**Trecho do texto:**
***
"Os espelhos estão cheios de gente.
Os invisíveis nos vêem.
Os esquecidos se lembram de nós.
Quando nos vemos, os vemos.
Quando nos vamos, se vão?"
Eduardo Galeano: Espelhos

terça-feira, 30 de agosto de 2011

Construtores de impérios no Oriente Próximo antigo

Relevo assírio 

"O cenário da história é o cenário da atividade humana: o meio físico em que se desenvolve a vida dos homens e das mulheres."
(Josep Fontana)

A ascensão de um império egípcio durante o Novo Império foi parte de uma evolução mais ampla na história do Oriente Próximo depois de 1500 a.C. - o aparecimento de impérios internacionais. A construção de impérios levou à fusão de povos e de tradições culturais, bem como à extensão da civilização muito além dos vales dos rios.
***
**Dados armazenados:**
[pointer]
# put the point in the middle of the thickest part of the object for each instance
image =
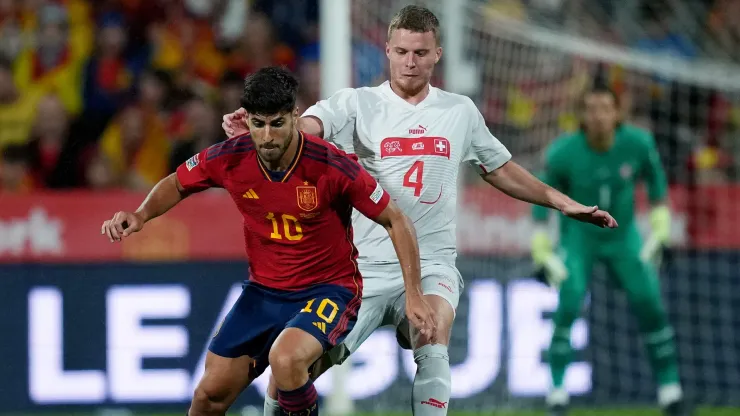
***
**Tarefas do exercício:**
1. No texto sobre os construtores de impérios, a que levou a construção de impérios?
2. Relacione todos os versos da citação de Eduardo Galeano que abre o texto sobre os construtores de impérios.
3. Dê continuidade ao texto sobre os construtores de impérios a partir da última frase apresentada.

**Respostas:**
1. À fusão de povos e de tradições culturais, bem como à extensão da civilização muito além dos vales dos rios.

2.
- Os espelhos estão cheios de gente.
- Os invisíveis nos vêem.
- Os esquecidos se lembram de nós.
- Quando nos vemos, os vemos.
- Quando nos vamos, se vão?

3.
Uma das razões do crescimento dos impérios foi a migração dos povos conhecidos como indo-europeus. Originários de uma vasta área que se estendia desde o sudeste da Europa até a região além do mar Cáspio, eles iniciaram uma série de migrações por volta do ano 2000 a.C., que acabou por levá-los à Itália, Grécia, Ásia Menor, Mesopotâmia, Pérsia e Índia. De uma língua básica indo-europeia surgiram as línguas grega, latina, germânica, eslava, persa e sanscríticas.

* Hititas. Vários povos estabeleceram Estados fortes no Oriente Próximo por volta de 1500 a.C. - os hurritas no norte da Mesopotâmia, os cassitas no sul do Mesopotâmia e os hititas na Ásia Menor. Os hititas queriam controlar as rotas de comércio que corriam ao longo do rio Eufrates em direção à Síria. Na década de 1300, o império hitita alcançou seu apogeu. Seus líderes dominaram a Ásia Menor e o norte da Síria, atacaram a Babilônia e disputaram com o Egito o controle da Síria e da Palestina.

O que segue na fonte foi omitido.